* _ACTIONS TO TAKE_
**A.** Transcribe part of the session-data notebook excerpt below, starting at "Following the merge, the" and ending at "filter(total_playtime > 0)".
**B.** Answer these questions from the session-data notebook excerpt below:
(i) Which function converted the timestamp strings into datetime objects?
(ii) Which file was the session data joined with to form a combined dataset?
(iii) By which column were sessions grouped to total each player's playtime?

* _TEXT EXTRACT_
After imported, I wrangled the sessions.csv dataset. Since the timestamps were originally stored as strings, we used ymd_hms() to transform them into appropriate datetime objects. Each sessions duration was first determined in seconds and then changed to minutes, which is a more comprehensible unit for the length of gameplay.

In [None]:
# 1. Calculate session length safely
sessions <- sessions |> 
  mutate(
    start_time = ymd_hms(start_time),
    end_time = ymd_hms(end_time),
    session_seconds = as.numeric(difftime(end_time, start_time, units = "secs")),
    session_length = session_seconds / 60  # minutes
  ) |>
  filter(session_length > 0) |>  # ❗ remove negative/zero durations
  select(-session_seconds) |> 
  relocate(session_length, .after = end_time)
 
sessions 

This information was then aggregated to calculate each individuals total playtime and number of sessions

In [None]:
# 2. Summarize playtime + sessions per player
session_summary <- sessions |> 
  group_by(hashedEmail) |> 
  summarize(
    total_playtime = sum(session_length, na.rm = TRUE),
    session_count = n()
  )
session_summary 

Such session data was then joined with players.csv to give a combined dataset

In [None]:
# 3. Join with players dataset
player_data <- players |>
  left_join(session_summary, by = "hashedEmail")
player_data

Following the merge, the relevent columns were cleaned and selected, to remove players with no playtime and dealing with any missing values. 

In [None]:
# 4. Prepare modeling data
model_data <- player_data |> 
  select(subscribe, Age, total_playtime, session_count) |> 
  drop_na() |>   
  filter(total_playtime > 0)
model_data 

In [None]:
# 5. Create age groups
model_data <- model_data |> 
  mutate(age_group = cut(
    Age,
    breaks = c(0, 9, 19, 29, 39, 49, 59, Inf),
    labels = c("0–9", "10–19", "20–29", "30–39", "40–49", "50–59", "60+"),
    right = TRUE, include.lowest = TRUE
  ))
model_data

In [None]:
playtime_summary <- model_data |>
  mutate(age_group = factor(age_group, levels = c("0–9", "10–19", "20–29", "30–39", "40–49", "50–59", "60+"))) |> 
  group_by(age_group, subscribe, .drop = FALSE) |>
  summarize(
    mean_playtime = mean(total_playtime, na.rm = TRUE),
    .groups = "drop"

* _STORED DATA_

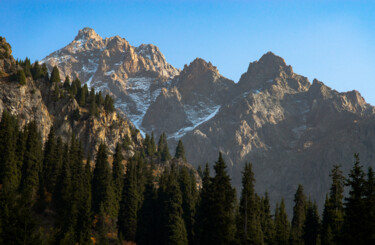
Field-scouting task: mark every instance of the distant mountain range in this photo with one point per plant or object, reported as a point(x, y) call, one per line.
point(293, 131)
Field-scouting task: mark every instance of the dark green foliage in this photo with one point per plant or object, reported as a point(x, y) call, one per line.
point(204, 210)
point(189, 193)
point(333, 214)
point(32, 162)
point(17, 225)
point(118, 176)
point(282, 226)
point(180, 151)
point(370, 207)
point(109, 104)
point(267, 222)
point(83, 95)
point(38, 71)
point(353, 226)
point(67, 83)
point(163, 150)
point(55, 76)
point(21, 78)
point(249, 227)
point(148, 213)
point(129, 205)
point(102, 192)
point(299, 216)
point(76, 115)
point(218, 227)
point(99, 99)
point(311, 228)
point(10, 174)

* _ANSWERS BY TASK_
**A.**
Following the merge, the relevent columns were cleaned and selected, to remove players with no playtime and dealing with any missing values. 

In [None]:
# 4. Prepare modeling data
model_data <- player_data |> 
  select(subscribe, Age, total_playtime, session_count) |> 
  drop_na() |>   
  filter(total_playtime > 0)

**B.**
(i) ymd_hms()
(ii) players.csv
(iii) hashedEmail